#### [EXERCISE TASKS]
**1.** Please output the dataset rows again without any change, starting at the first row and ending with the line that contains "pixel 161 121", including both of those lines.
**2.** Go on with the article on Newton's nuisance problems, picking up right after its final sentence.

#### [PASSAGE PROVIDED]
-*-*-

Skip to main content

Newton explores ways to tackle nuisances

February 18, 2011

What kind of impression does Newton leave on residents and visitors as they enter the city?

According to one city council member, nothing too positive.

"Coming down N.C. 16 from Conover, the first thing you see is a house on that corner that looks terrible," Council Mary Bess Lawing said of a residence where used and abandoned child toys and refuse fill the property. "People coming through town, wherever they are coming from, they come in and see dilapidated property or property that needs tender, loving care, and they think, 'What kind of city is this?'"

Lawing isn't the only person voicing concern about appearance standards and violations of the city's nuisance codes.

"In the summer a lot of it is tall grass, but year-round there are abandoned cars and junk, breeding rats and unhealthy situations — just general nastiness," said Newton Mayor Robert Mullinax. "I tell folks you can't legislate somebody to be a good neighbor, but we have ordinances that prohibit certain things. ... Go anywhere in town, and it is just a mess."

To combat those problems, Newton City Manager Todd Clark suggested the city explore hiring a full-time person to complete code enforcement within the city. Currently, Newton Police Department's Animal Control officer also completes code enforcement work.

In 2010, that officer helped bring 181 code violation cases into compliance, Clark said, adding 194 violations were investigated. There are five cases that are non-compliant, two in the process of becoming compliant and one case of non-compliance where the owner was arrested.

"Of those 181 (brought into compliance), 136 were resolved in compliance within 15 days; 40 within 30 days; three within 45; one case took 60 days; and another case took 75 days," Clark said.

That officer also responded to 660 animal control complaints, he said.

"In my opinion, that is an overload," Clark said. "We need to start talking about employing a full-time person for this position."

A full-time code enforcement officer might also be certified to complete building inspections, so that enforcement of city codes could extend beyond nuisance ordinances, into those governing minimum housing and occupancy standards, he said.

Mullinax said he doesn't "have a problem with that."

-*-*-

(Dataset rows)

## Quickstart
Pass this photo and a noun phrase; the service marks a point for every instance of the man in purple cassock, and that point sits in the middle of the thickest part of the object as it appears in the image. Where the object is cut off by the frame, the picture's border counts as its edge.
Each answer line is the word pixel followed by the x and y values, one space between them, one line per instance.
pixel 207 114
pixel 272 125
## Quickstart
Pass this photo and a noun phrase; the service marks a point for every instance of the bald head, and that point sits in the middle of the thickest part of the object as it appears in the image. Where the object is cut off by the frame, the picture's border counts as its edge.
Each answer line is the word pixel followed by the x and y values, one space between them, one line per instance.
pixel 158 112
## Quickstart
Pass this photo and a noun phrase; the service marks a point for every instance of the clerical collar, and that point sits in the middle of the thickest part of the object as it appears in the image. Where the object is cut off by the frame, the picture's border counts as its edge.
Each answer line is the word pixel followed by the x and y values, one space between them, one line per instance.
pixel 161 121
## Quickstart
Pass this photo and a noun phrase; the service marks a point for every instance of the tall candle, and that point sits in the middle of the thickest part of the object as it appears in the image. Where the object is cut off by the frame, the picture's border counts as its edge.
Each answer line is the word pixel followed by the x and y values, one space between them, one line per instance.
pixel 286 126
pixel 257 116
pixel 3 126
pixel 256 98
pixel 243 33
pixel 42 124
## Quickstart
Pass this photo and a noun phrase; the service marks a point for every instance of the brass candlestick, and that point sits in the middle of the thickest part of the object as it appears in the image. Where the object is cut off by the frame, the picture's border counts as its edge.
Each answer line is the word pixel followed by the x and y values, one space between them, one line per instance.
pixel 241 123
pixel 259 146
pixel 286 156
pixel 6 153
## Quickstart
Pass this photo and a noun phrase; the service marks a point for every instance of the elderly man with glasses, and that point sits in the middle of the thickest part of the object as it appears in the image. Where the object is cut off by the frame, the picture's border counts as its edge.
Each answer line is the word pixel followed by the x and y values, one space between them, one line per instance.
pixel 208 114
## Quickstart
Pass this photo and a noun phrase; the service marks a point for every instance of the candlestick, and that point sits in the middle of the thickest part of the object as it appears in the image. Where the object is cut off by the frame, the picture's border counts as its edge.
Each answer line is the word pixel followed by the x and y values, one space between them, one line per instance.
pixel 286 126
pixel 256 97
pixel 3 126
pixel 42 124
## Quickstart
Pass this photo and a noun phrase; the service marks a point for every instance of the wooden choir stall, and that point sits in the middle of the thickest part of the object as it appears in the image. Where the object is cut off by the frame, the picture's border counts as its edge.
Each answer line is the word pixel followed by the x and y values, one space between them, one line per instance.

-*-*-

#### [TASK-BY-TASK OUTPUTS]
**1.**
## Quickstart
Pass this photo and a noun phrase; the service marks a point for every instance of the man in purple cassock, and that point sits in the middle of the thickest part of the object as it appears in the image. Where the object is cut off by the frame, the picture's border counts as its edge.
Each answer line is the word pixel followed by the x and y values, one space between them, one line per instance.
pixel 207 114
pixel 272 125
## Quickstart
Pass this photo and a noun phrase; the service marks a point for every instance of the bald head, and that point sits in the middle of the thickest part of the object as it appears in the image. Where the object is cut off by the frame, the picture's border counts as its edge.
Each answer line is the word pixel followed by the x and y values, one space between them, one line per instance.
pixel 158 112
## Quickstart
Pass this photo and a noun phrase; the service marks a point for every instance of the clerical collar, and that point sits in the middle of the thickest part of the object as it appears in the image. Where the object is cut off by the frame, the picture's border counts as its edge.
Each answer line is the word pixel followed by the x and y values, one space between them, one line per instance.
pixel 161 121

**2.**
"We have more code violations than that (181 investigated) in the city of Newton," he said. "That man is trying to answer 660 stray dog or cat or snake calls. He doesn't have time to be a code enforcement guy."

During Friday morning's Newton City Council planning retreat, Mullinax, Lawing and Newton Mayor Pro Tem Anne Stedman pushed for more stringent code enforcement, but other leaders seemed reluctant.

"(With) times the way they are, you think we need to hire somebody full-time?" asked Council member Wayne Dellinger who hinted that once code enforcements begin, if a Council member "has people who have a violation," those elected officials hear complaints from their friends and "back-off" enforcement.

Council member Bill Lutz suggested an alternative of creating a volunteer group of citizens to work on code enforcement as a committee, while Council member Robert Abernethy Jr. voiced concern about the cost.

"The way our budget looks, my No. 1 concern with hiring someone else to do code enforcement is that you are going to end up with an extra employee," he said. "What if in three or four years, they have done such a good job, the majority of things are handled ... we get this cleaned up, and then have an extra employee, and we have to fight to keep their job."

Glenn Pattishall confirmed that previously the city had a code enforcement person, and they "did a good job of getting things straightened up." After that priorities shifted and the employee's duties were altered toward soil erosion control and planning department needs.

Further, Dellinger pointed out that even with a code enforcement employee, there are limits to what the city can do.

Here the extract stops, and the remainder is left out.